* _PROBLEM_
Lay out the lines of every entry below as a numbered list. Leave out any blank lines.

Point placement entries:
━━━━━━━━━━━━━━━━━━━━

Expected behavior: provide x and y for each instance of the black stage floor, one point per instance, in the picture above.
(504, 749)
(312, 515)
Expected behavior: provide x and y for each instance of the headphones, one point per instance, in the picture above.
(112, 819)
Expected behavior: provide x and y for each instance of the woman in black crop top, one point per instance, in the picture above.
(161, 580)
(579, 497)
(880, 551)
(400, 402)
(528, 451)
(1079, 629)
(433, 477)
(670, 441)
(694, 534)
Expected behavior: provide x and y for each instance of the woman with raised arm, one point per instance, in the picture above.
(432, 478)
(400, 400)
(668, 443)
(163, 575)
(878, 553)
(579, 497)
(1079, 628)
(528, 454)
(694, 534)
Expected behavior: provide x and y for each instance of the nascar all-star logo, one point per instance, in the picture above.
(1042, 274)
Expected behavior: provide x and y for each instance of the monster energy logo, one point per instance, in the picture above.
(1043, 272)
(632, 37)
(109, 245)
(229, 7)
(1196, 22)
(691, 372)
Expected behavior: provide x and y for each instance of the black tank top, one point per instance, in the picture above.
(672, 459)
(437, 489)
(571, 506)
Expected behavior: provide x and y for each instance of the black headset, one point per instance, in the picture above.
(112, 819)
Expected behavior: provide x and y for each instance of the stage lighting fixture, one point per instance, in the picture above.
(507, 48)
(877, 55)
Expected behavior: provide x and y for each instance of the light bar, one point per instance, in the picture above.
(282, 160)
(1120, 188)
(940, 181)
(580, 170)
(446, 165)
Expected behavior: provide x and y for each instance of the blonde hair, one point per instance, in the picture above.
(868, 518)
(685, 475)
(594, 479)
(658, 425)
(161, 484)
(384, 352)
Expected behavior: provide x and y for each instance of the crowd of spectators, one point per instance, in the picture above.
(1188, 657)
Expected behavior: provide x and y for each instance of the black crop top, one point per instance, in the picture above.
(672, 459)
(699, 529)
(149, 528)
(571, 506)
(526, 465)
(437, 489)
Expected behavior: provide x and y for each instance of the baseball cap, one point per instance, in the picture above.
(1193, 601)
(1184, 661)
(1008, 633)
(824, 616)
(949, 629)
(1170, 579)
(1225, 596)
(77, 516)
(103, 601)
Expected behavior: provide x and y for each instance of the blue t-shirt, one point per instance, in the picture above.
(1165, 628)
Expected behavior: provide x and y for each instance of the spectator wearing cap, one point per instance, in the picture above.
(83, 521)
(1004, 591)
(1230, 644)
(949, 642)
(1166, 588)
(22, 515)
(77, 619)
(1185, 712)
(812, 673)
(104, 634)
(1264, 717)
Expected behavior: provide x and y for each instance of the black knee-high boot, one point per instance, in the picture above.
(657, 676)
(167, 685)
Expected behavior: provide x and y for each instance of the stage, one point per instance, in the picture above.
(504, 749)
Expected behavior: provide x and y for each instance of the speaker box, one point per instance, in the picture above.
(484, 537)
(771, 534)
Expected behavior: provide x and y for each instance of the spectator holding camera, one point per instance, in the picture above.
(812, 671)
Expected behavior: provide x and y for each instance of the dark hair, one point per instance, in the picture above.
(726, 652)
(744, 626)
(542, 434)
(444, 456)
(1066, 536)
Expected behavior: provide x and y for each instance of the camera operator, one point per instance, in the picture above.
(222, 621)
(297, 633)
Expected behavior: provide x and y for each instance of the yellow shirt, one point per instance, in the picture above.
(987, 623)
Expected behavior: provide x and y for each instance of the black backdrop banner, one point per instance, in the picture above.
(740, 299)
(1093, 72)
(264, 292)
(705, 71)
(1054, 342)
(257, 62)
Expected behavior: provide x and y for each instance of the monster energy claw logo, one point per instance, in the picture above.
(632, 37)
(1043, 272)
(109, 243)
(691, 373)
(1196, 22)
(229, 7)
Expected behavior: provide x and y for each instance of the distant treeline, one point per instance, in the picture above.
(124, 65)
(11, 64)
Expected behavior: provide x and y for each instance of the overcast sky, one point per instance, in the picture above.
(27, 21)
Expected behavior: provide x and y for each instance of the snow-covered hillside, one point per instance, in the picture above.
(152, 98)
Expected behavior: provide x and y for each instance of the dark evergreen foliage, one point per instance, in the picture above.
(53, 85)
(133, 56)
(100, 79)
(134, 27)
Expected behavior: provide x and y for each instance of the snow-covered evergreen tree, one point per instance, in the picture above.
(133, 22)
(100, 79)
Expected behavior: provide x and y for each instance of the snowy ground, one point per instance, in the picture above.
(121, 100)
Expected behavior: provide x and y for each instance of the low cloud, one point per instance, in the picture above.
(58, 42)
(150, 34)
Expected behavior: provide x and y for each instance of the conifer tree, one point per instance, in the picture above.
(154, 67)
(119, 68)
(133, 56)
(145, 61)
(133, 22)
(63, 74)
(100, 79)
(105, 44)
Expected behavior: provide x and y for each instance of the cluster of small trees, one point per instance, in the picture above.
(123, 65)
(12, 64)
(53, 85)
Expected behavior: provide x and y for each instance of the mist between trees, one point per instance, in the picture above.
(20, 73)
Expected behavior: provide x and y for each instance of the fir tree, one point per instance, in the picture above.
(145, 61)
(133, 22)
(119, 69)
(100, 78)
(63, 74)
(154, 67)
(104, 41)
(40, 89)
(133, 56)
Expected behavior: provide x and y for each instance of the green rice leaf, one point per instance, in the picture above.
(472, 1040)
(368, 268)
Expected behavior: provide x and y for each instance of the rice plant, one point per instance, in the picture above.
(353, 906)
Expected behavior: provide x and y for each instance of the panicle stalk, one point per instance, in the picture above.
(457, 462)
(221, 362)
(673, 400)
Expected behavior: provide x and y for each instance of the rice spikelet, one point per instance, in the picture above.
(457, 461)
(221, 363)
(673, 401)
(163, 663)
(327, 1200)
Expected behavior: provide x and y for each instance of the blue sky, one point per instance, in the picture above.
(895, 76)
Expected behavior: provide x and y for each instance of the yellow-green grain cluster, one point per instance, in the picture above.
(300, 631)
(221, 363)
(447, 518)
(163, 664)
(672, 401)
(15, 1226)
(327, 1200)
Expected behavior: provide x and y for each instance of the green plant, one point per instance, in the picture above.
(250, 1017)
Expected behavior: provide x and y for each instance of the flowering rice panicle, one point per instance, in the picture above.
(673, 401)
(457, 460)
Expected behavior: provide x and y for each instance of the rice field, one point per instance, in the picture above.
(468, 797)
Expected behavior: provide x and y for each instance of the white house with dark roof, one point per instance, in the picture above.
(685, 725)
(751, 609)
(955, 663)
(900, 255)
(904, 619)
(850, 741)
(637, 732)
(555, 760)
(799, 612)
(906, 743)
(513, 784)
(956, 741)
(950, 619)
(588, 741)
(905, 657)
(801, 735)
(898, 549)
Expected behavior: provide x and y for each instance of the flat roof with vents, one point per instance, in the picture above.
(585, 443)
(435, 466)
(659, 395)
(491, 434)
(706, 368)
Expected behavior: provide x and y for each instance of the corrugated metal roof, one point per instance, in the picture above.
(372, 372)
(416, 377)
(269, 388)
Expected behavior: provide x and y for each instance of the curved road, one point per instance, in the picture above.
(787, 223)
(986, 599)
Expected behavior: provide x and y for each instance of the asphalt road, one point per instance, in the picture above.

━━━━━━━━━━━━━━━━━━━━

* _CORRECT RESPONSE_
1. Expected behavior: provide x and y for each instance of the black stage floor, one point per instance, in the picture above.
2. (504, 749)
3. (312, 515)
4. Expected behavior: provide x and y for each instance of the headphones, one point per instance, in the picture above.
5. (112, 819)
6. Expected behavior: provide x and y for each instance of the woman in black crop top, one point per instance, in the picture above.
7. (161, 580)
8. (579, 497)
9. (880, 551)
10. (400, 402)
11. (528, 451)
12. (1079, 629)
13. (433, 477)
14. (670, 441)
15. (694, 534)
16. Expected behavior: provide x and y for each instance of the woman with raised arm, one point per instance, in the picture above.
17. (432, 478)
18. (400, 400)
19. (668, 443)
20. (163, 575)
21. (878, 553)
22. (579, 497)
23. (1079, 628)
24. (528, 454)
25. (694, 534)
26. Expected behavior: provide x and y for each instance of the nascar all-star logo, one point per instance, in the picture above.
27. (1042, 274)
28. Expected behavior: provide x and y for each instance of the monster energy logo, one point per instance, in the picture above.
29. (1043, 272)
30. (632, 37)
31. (109, 245)
32. (229, 7)
33. (1196, 22)
34. (691, 372)
35. Expected behavior: provide x and y for each instance of the black tank top, one point per instance, in the picture above.
36. (672, 459)
37. (437, 489)
38. (571, 506)
39. Expected behavior: provide x and y for each instance of the black headset, one point per instance, in the picture above.
40. (112, 819)
41. Expected behavior: provide x and y for each instance of the stage lighting fixture, one point per instance, in the picture above.
42. (507, 48)
43. (877, 55)
44. Expected behavior: provide x and y for each instance of the light bar, one point per instance, in the picture above.
45. (282, 160)
46. (1120, 188)
47. (940, 181)
48. (580, 170)
49. (446, 165)
50. Expected behavior: provide x and y for each instance of the blonde hair, one point per instance, in the picture above.
51. (868, 518)
52. (685, 475)
53. (594, 479)
54. (658, 425)
55. (161, 484)
56. (384, 352)
57. Expected behavior: provide x and y for each instance of the crowd of spectators, one point per instance, in the picture above.
58. (1188, 657)
59. Expected behavior: provide x and y for each instance of the black crop top, one point per instance, in the picture above.
60. (672, 459)
61. (699, 529)
62. (149, 528)
63. (571, 506)
64. (526, 465)
65. (437, 489)
66. Expected behavior: provide x and y for each instance of the baseball cap, one point per instance, in the picture above.
67. (1193, 601)
68. (1184, 661)
69. (1008, 633)
70. (824, 616)
71. (949, 629)
72. (1170, 579)
73. (1225, 596)
74. (77, 516)
75. (103, 601)
76. Expected behavior: provide x and y for each instance of the blue t-shirt, one point per instance, in the picture above.
77. (1165, 628)
78. Expected behavior: provide x and y for each instance of the spectator wearing cap, one point per instance, in the picture above.
79. (83, 521)
80. (1004, 591)
81. (1230, 644)
82. (949, 642)
83. (1166, 588)
84. (22, 515)
85. (77, 619)
86. (1185, 712)
87. (812, 673)
88. (104, 634)
89. (1264, 717)
90. Expected behavior: provide x and y for each instance of the black knee-high boot, one point per instance, in the picture above.
91. (657, 676)
92. (167, 685)
93. Expected behavior: provide x and y for each instance of the stage, one point per instance, in the picture above.
94. (504, 749)
95. Expected behavior: provide x and y for each instance of the speaker box, one point per instance, in the picture above.
96. (484, 537)
97. (771, 534)
98. Expected behavior: provide x and y for each instance of the spectator holding camera, one point per instance, in the picture above.
99. (812, 671)
100. Expected behavior: provide x and y for each instance of the dark hair, one point per instance, in the picture above.
101. (726, 652)
102. (744, 626)
103. (542, 434)
104. (444, 456)
105. (1066, 536)
106. Expected behavior: provide x and y for each instance of the camera operator, one point per instance, in the picture above.
107. (222, 621)
108. (297, 633)
109. Expected behavior: provide x and y for each instance of the yellow shirt, one point per instance, in the picture above.
110. (987, 623)
111. Expected behavior: provide x and y for each instance of the black backdrop banner, one point per instance, in the picture above.
112. (740, 299)
113. (1093, 72)
114. (264, 292)
115. (705, 71)
116. (1054, 342)
117. (257, 62)
118. Expected behavior: provide x and y for each instance of the monster energy claw logo, one point per instance, in the picture above.
119. (632, 37)
120. (1043, 272)
121. (109, 243)
122. (691, 373)
123. (1196, 22)
124. (229, 7)
125. Expected behavior: provide x and y for each instance of the distant treeline, one point per instance, in the picture above.
126. (124, 65)
127. (11, 64)
128. Expected behavior: provide x and y for each instance of the overcast sky, one point per instance, in the picture above.
129. (27, 21)
130. Expected behavior: provide x and y for each instance of the snow-covered hillside, one point per instance, in the picture above.
131. (152, 98)
132. Expected behavior: provide x and y for each instance of the dark evergreen foliage, one point per instance, in the picture above.
133. (53, 85)
134. (133, 56)
135. (100, 79)
136. (134, 27)
137. Expected behavior: provide x and y for each instance of the snow-covered evergreen tree, one point per instance, in the picture above.
138. (133, 22)
139. (100, 79)
140. Expected behavior: provide x and y for each instance of the snowy ground, one point per instance, in the picture above.
141. (121, 100)
142. Expected behavior: provide x and y for each instance of the low cloud, one point per instance, in the picture above.
143. (58, 42)
144. (150, 34)
145. Expected behavior: provide x and y for each instance of the conifer tree, one point per instance, in the picture above.
146. (154, 67)
147. (119, 68)
148. (133, 56)
149. (145, 61)
150. (133, 22)
151. (63, 74)
152. (100, 79)
153. (105, 44)
154. Expected behavior: provide x and y for each instance of the cluster of small trees, one point per instance, in the picture above.
155. (123, 65)
156. (12, 64)
157. (53, 85)
158. Expected behavior: provide x and y for each instance of the mist between trees, one point per instance, in the picture above.
159. (20, 73)
160. Expected behavior: provide x and y for each instance of the fir tree, one point per instance, in the picture above.
161. (145, 61)
162. (133, 22)
163. (119, 69)
164. (100, 78)
165. (63, 74)
166. (154, 67)
167. (104, 41)
168. (40, 89)
169. (133, 56)
170. Expected behavior: provide x and y for each instance of the green rice leaf, one point per instance, in the picture above.
171. (472, 1040)
172. (368, 268)
173. Expected behavior: provide x and y for each instance of the rice plant, one point per instance, in the picture above.
174. (353, 906)
175. Expected behavior: provide x and y for each instance of the panicle stalk, one point per instance, in the picture above.
176. (457, 462)
177. (221, 362)
178. (673, 400)
179. Expected behavior: provide x and y for each instance of the rice spikelet, one point per instance, in the picture above.
180. (457, 461)
181. (221, 363)
182. (673, 401)
183. (163, 663)
184. (327, 1200)
185. Expected behavior: provide x and y for each instance of the blue sky, one point per instance, in the picture above.
186. (895, 76)
187. Expected behavior: provide x and y for each instance of the yellow-green grain cluster, one point per instance, in the picture above.
188. (300, 631)
189. (221, 363)
190. (447, 518)
191. (163, 664)
192. (672, 401)
193. (15, 1226)
194. (327, 1200)
195. Expected behavior: provide x and y for each instance of the green plant, one point per instance, in the picture above.
196. (250, 1017)
197. Expected behavior: provide x and y for each instance of the flowering rice panicle, one point per instance, in the picture above.
198. (673, 401)
199. (457, 460)
200. Expected behavior: provide x and y for each instance of the rice field, one point per instance, in the picture above.
201. (468, 797)
202. Expected behavior: provide x and y for each instance of the white house with dark roof, one point per instance, in the picture above.
203. (685, 725)
204. (751, 609)
205. (955, 663)
206. (900, 255)
207. (904, 619)
208. (850, 741)
209. (637, 732)
210. (555, 760)
211. (799, 612)
212. (906, 743)
213. (513, 784)
214. (956, 741)
215. (950, 619)
216. (588, 741)
217. (905, 657)
218. (801, 735)
219. (898, 549)
220. Expected behavior: provide x and y for each instance of the flat roof with vents, one point per instance, in the picture above.
221. (585, 443)
222. (435, 466)
223. (659, 395)
224. (491, 434)
225. (706, 368)
226. Expected behavior: provide x and y for each instance of the corrugated metal roof, one point per instance, in the picture above.
227. (372, 372)
228. (416, 377)
229. (269, 388)
230. Expected behavior: provide x and y for each instance of the curved road, one point per instance, in the picture above.
231. (787, 223)
232. (986, 599)
233. Expected behavior: provide x and y for each instance of the asphalt road, one point per instance, in the picture above.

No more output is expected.